Labor Economics and Unions By Bob Delaney

This article is courtesy of HR.com, a website committed to making the lives of HR professionals and business managers easier.

The topic of unionism is always hotly debated. There doesn’t appear to be much in middle of the road when discussing unions. The emotions that are conjured up on both sides of the fence are often based on irrational arguments that cloud the debate and entrench the discussant in their long held beliefs.

The purpose of this article is to put forth a rational discussion on some of the issues.

When we think of unions we often think in terms of the image portrayed in the movies: labor thugs that prevent firms form implementing change that may benefit the all constituents.

What we need to appreciate is the fundamental human right of freedom of association. Since America values individualism, we must respect the fact that individualism allows independent choice.

There may appear to be a contradiction between individual choice and a person’s decision to join a union, thereby abdicating their right to negotiate independently with their employer. The perception is that there is a balance of power between the employer and their organization and an individual. Perhaps this perception stems from the legal status of corporations as entities that have certain rights and obligations, similar to the status of individuals.

The above perception of power is to me obviously distorted. When offered the choice between having all decisions made for you unilaterally by a more powerful entity, or having some form of codetermination through collective representation, I think anyone would choose the latter.

If we value freedom of association, what is the difference between seeking union representation and joining a community service club?

Union Objectives
Unions are political organizations whose objective is to represent its members in collective bargaining activities. Collective bargaining activities can be separated into several areas of interest including wages, employment (number of employees) and conditions of work. Usually the importance of these activities is decided democratically by the union membership.

There is a classic trade-off between wages and levels of employment. What this implies is that if unions attempt to maximize wages they may limit the number of members (firm employees). If the union attempts to maximize employment (members) they may limit wages. An alternative objective may be to maximize the wage bill by placing somewhat equal weight to both objectives.

Union objectives are influenced by:

  • Degree of homogeneity of the membership
  • Differing cohorts may have different objectives (e.g. older workers and younger workers)
  • Political structure of the union
  • Availability of information
  • Desire of union leaders to remain in office
  • Labor market conditions
  • Skill levels
  • Availability of labor
  • Availability of substitutes for labor
  • Product market conditions
  • Declining/ accelerating industry
  • Ability to pass on price increases to consumers
  • Individual employer
  • Ability to pay
  • Ratio of labor costs to total costs

Union Wage/ Benefit Differential Unions have been successful in negotiating higher then market wages and benefits for their members. The wage differential (premium) lies between 10% – 20% in the United States. There are naturally some variances across firms, industries, and between the public and private sector. Differentials also exist between union and non-union workers when it comes to the following:

  • Fringe benefits
  • o Better at unionized workplaces
  • Working conditions
  • More structured at unionized workplaces
  • Job control is union’s response to management’s rights
  • Turnover
  • Lower at unionized workplaces

Union Spillover Effect
Unions can have a spillover effect on the wages and benefits of non-union workers, whether they are at the same work location, or in the same industry. For example, blue-collar union wages may have a positive influence on the white-collar wages at the same employer. There are also inter-industry, intra-industry, and public-private sector spillover effects. Negative (lower wage) spillover effects may result from former union workers (who become unemployed due to the rational response of employers) looking for work in the non-union sector, thus increasing the supply of non-union workers at all wage levels.

§ MATERIAL SUPPLIED:
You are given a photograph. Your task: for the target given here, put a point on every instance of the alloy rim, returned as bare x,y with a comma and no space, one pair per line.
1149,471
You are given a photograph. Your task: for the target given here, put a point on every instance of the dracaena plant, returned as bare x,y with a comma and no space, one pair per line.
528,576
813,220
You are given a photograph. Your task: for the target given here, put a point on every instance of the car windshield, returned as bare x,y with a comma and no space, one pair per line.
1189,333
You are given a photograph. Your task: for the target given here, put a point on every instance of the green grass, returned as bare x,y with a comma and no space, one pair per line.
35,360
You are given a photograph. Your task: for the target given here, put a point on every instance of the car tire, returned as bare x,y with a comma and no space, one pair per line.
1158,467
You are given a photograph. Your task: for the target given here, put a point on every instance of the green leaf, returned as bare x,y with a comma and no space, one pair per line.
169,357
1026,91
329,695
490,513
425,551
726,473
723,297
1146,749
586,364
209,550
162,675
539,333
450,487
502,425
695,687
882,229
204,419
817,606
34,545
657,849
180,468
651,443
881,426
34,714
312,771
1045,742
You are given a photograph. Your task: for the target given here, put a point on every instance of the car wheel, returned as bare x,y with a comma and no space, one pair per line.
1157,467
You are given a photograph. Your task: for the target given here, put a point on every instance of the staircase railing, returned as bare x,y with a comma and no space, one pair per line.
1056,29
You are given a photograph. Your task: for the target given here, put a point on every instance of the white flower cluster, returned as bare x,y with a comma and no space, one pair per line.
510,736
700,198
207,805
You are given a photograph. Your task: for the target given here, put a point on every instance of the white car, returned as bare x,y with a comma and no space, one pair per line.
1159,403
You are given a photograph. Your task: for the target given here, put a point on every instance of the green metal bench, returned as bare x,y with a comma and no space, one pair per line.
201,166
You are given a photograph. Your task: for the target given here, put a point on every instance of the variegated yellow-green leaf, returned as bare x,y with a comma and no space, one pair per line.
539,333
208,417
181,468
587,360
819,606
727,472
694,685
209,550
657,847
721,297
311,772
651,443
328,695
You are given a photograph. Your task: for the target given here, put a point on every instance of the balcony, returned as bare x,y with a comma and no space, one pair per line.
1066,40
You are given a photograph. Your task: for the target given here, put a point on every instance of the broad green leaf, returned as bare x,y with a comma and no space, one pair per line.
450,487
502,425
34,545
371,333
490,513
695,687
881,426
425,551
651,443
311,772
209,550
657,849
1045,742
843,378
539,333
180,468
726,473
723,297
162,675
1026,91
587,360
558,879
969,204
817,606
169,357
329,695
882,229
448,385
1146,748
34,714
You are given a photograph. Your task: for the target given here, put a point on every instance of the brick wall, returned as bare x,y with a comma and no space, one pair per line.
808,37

---

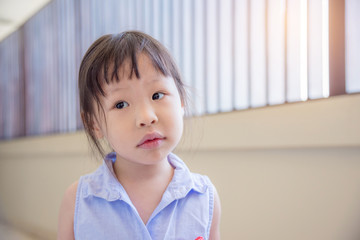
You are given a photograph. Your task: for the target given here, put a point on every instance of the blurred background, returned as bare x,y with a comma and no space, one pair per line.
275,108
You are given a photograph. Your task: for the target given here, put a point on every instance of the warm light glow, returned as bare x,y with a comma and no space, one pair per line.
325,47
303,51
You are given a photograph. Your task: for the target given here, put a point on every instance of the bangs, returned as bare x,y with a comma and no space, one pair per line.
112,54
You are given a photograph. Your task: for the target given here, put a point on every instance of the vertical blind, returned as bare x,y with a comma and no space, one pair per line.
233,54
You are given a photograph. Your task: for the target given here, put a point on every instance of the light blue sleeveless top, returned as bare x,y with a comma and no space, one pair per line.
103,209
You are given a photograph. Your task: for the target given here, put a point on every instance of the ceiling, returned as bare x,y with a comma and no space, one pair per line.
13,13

§ TASK LIST:
• 1. Can you summarize the article on unions in three sentences?
• 2. Write the next part of the article on unions, picking up after its final sentence about the supply of non-union workers.
The data plays no part in this work.

§ ANSWERS PROVIDED:
• 1. The article calls unionism a hotly debated topic and argues that, because freedom of association is a fundamental right, seeking union representation is a reasonable alternative to having decisions made unilaterally by a more powerful employer. It describes unions as political organizations that represent members in collective bargaining over wages, employment and conditions of work, with a classic trade-off between wages and levels of employment. Unions have won a wage premium of 10% to 20% in the United States, and their wages and benefits can spill over to non-union workers, positively or negatively.

• 2.
Rational Employer Response

Inputs To Production
Given the higher cost of labor in the presence of a union, employers may respond in a rational way. If we treat labor simply as an input to production (remember we are thinking rationally not altruistically), we should respond in the same way that we would if any other input’s price increased.

Depending on the ability to use, and the availability of substitutes for labor, a rational employer response may be to replace expensive labor with a relatively cheaper substitute such as machinery (otherwise known as capital). This results in the use of less labor (unemployment in the unionized sector).

An analogy is the current price of gasoline. If gasoline was an input to producing your good or service, given the recent price increases, you may be looking to convert to a cheaper source of energy such as natural gas.

Since most firms operate on a given budget, it is necessary to balance the costs of inputs, through trade offs, in order to meet budgetary objectives


Recruitment and Selection
Since unionized wages are generally higher, a rational response would be to recruit and select higher quality labor. For example you may look for individuals who have several years of experience in an attempt to reduce your training cost and other fixed costs of hiring.

Due to higher union wages, there is an inherent cost to union members if they lose their job. This cost is measured in regards to their ability to find comparable wages and benefits in a non-union setting.

Another rational response would be to try to amortise your fixed costs of labor over a shorter time period through the use of overtime. Also, by working your existing unionized employees longer hours, you reduce the need to hire additional workers thereby avoiding additional fixed cost of hiring.

Your more expensive labor may require more talented supervision. Through the use of higher quality supervisors, who have industrial relations training, you may be able to reduce the inherent conflict in the union-management relationship.

Labor Economics and UnionsThrough the use of higher quality labor and supervision, it is rational to seek out and develop processes that improve the productivity of your workforce. Since you may be paying a premium for the input, you should attempt to make it more productive in an effort to remain competitive.

Management’s Rights
Management retains the right of unilateral control over most aspects of the workplace that are not contained in a collective bargaining agreement.

Unionization has long been viewed as a negative reflection on management. I have said in the past that any management that has a union deserves a union. One of the reason’s why people choose to unionize is the perceived arbitrary nature of management decision-making. Unions attempt to formalize process and remove the arbitrary-ness of decision-making.

It is rarely a single incident that stimulates interest in unionization. Often it is management behavior over time, which highlights the negative aspects of arbitrary decision-making. As I mentioned above, I think any one given the (free) choice would opt for some form of “voice” in determining (bargaining) wages, employment, and conditions.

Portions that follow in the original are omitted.